Required action —
Find the word "pixel" in the material below and gather every line that contains it.
↓
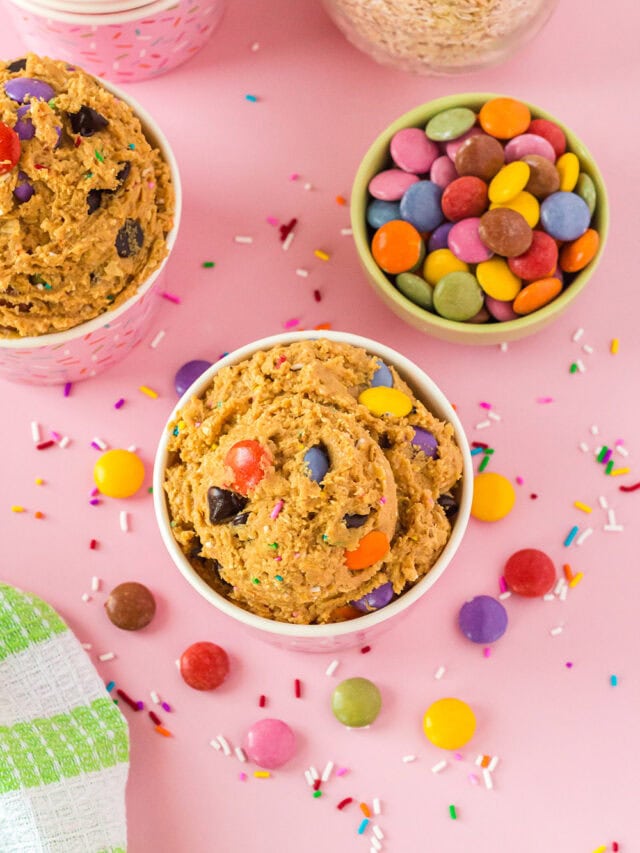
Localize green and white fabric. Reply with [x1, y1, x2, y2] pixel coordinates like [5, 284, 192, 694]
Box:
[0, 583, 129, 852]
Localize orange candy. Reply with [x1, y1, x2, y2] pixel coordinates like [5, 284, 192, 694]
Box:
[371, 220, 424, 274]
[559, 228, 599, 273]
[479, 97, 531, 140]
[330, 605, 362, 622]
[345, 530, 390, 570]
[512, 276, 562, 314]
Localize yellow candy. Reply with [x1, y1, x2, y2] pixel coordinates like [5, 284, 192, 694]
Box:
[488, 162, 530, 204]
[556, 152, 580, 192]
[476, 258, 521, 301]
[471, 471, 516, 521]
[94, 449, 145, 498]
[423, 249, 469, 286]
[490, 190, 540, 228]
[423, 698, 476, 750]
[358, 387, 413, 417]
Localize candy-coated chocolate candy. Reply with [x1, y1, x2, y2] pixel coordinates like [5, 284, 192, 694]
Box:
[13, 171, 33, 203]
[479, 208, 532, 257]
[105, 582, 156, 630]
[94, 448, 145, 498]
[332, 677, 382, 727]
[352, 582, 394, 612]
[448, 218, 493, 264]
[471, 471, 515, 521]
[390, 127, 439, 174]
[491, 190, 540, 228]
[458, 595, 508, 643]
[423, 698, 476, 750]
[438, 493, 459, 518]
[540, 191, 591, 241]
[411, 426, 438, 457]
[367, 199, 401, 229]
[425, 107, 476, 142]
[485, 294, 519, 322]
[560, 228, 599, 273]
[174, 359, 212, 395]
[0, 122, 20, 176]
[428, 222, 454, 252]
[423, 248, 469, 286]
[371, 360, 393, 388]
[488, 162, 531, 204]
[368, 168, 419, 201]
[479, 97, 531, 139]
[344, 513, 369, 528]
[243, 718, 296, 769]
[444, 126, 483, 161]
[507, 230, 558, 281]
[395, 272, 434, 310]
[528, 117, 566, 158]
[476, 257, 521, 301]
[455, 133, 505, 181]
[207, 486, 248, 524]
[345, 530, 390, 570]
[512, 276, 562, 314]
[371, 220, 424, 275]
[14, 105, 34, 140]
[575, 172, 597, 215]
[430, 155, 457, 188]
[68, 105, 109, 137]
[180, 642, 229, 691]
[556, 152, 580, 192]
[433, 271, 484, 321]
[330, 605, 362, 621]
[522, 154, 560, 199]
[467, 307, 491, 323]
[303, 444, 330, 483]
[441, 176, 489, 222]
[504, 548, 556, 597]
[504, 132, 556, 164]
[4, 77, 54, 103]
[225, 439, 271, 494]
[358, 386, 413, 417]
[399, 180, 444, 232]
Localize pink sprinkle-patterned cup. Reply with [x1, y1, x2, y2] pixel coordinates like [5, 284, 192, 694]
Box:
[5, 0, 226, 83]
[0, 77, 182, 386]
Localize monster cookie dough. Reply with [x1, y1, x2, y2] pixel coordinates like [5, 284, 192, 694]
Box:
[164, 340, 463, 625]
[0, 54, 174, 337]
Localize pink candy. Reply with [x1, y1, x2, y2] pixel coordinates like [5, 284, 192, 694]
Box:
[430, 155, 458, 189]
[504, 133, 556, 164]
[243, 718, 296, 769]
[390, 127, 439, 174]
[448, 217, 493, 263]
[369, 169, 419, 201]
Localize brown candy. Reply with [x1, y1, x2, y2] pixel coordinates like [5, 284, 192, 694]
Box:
↑
Written response —
Localize green and white fabric. Reply with [x1, y1, x2, y2] pixel coordinates like [5, 284, 192, 694]
Localize orange candy. Reply with [x1, y1, x2, y2] pixel coordinates like [5, 284, 192, 694]
Localize yellow candy. Reply with [x1, y1, x2, y2] pixel coordinates like [5, 284, 192, 694]
Localize candy-coated chocolate candy. Reply with [x1, y1, x2, y2] pixel coordinates like [5, 284, 192, 694]
Localize pink sprinkle-patterned cup. Reply with [x1, y1, x2, y2] pixel coordinates like [5, 284, 192, 694]
Localize monster cookie dough. Reply with [x1, y1, x2, y2] pixel coordinates like [5, 284, 192, 694]
Localize pink candy. Reply with [x1, y1, x2, y2] pixel coordinates like [5, 284, 192, 694]
Localize brown candy. Reply with [x1, y1, x2, y2] pixel coordinates like [5, 284, 192, 694]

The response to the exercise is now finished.